» Exercise material:
— BEGIN —

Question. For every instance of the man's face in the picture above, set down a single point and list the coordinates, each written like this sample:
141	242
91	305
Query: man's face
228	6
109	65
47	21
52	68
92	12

— END —

» What the exercise asks: Extract every line of the records above and copy each one unchanged, keeping the original order.

» Final result:
Question. For every instance of the man's face in the picture above, set down a single point and list the coordinates, each written like this sample:
141	242
91	305
Query: man's face
228	6
109	65
47	21
52	68
92	12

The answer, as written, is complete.